Work out how many lines in the records contain the word "navy", and give that number alone.

(The input)

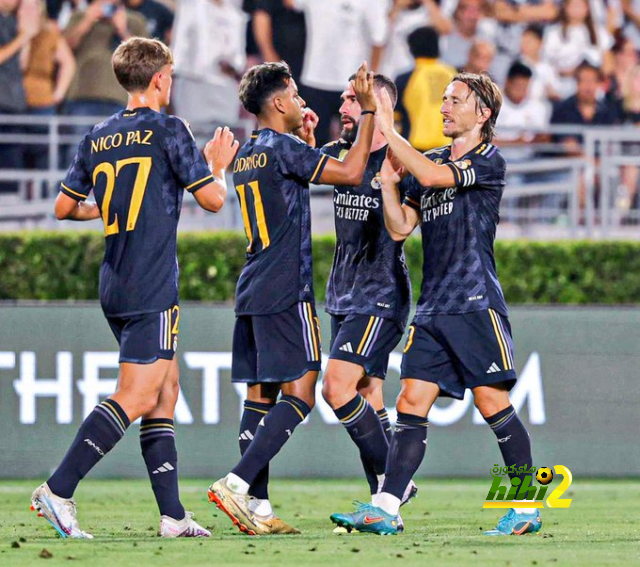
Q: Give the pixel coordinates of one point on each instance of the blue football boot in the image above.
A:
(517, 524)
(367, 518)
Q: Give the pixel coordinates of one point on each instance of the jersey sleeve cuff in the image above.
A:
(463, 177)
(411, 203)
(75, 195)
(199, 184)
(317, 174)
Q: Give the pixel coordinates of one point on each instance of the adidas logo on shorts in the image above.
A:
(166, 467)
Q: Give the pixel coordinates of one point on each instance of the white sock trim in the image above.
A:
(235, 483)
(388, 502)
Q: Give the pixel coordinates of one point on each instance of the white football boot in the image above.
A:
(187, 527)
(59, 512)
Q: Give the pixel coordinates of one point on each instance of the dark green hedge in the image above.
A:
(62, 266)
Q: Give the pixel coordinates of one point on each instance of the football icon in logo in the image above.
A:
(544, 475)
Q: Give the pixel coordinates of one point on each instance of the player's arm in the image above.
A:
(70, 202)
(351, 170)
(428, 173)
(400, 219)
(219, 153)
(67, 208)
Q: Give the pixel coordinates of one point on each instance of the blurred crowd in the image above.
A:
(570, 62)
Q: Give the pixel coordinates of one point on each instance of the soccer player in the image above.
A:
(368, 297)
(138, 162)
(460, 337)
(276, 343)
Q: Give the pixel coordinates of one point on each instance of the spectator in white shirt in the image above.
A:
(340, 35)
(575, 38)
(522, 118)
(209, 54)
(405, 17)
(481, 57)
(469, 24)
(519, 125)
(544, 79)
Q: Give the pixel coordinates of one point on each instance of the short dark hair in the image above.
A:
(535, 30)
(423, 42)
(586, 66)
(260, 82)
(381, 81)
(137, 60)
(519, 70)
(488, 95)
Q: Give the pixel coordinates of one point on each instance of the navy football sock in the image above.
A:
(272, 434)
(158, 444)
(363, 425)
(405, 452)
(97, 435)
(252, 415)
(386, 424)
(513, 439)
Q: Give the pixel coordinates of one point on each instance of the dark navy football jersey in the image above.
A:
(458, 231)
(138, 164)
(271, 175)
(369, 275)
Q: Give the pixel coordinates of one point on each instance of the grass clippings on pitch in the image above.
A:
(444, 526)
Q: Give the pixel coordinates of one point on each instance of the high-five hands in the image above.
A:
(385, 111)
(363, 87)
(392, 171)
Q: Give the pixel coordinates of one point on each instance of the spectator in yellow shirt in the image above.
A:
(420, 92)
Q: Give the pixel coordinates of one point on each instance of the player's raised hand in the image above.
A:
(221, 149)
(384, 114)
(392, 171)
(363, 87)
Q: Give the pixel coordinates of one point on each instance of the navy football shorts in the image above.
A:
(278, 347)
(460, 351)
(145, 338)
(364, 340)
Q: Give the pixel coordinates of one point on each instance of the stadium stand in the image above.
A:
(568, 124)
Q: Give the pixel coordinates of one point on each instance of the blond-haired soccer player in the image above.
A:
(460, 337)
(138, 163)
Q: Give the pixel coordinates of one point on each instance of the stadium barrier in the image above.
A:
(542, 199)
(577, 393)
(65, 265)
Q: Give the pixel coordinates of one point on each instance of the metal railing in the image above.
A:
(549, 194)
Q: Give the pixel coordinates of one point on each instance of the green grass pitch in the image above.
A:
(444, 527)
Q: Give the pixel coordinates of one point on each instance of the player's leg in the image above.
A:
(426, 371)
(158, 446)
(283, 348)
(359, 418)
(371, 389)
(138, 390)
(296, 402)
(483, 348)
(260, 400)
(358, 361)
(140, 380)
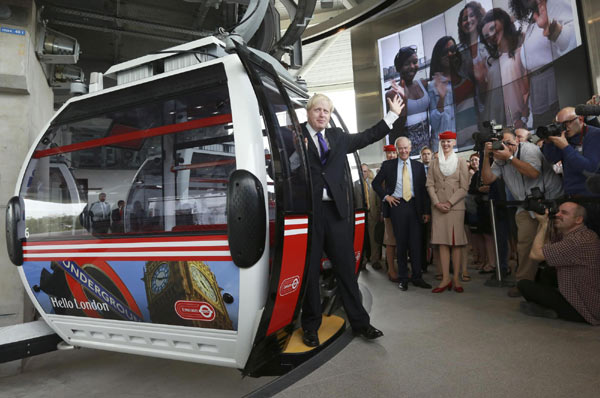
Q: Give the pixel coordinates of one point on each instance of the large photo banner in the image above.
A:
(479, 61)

(End The input)

* **Written response**: 3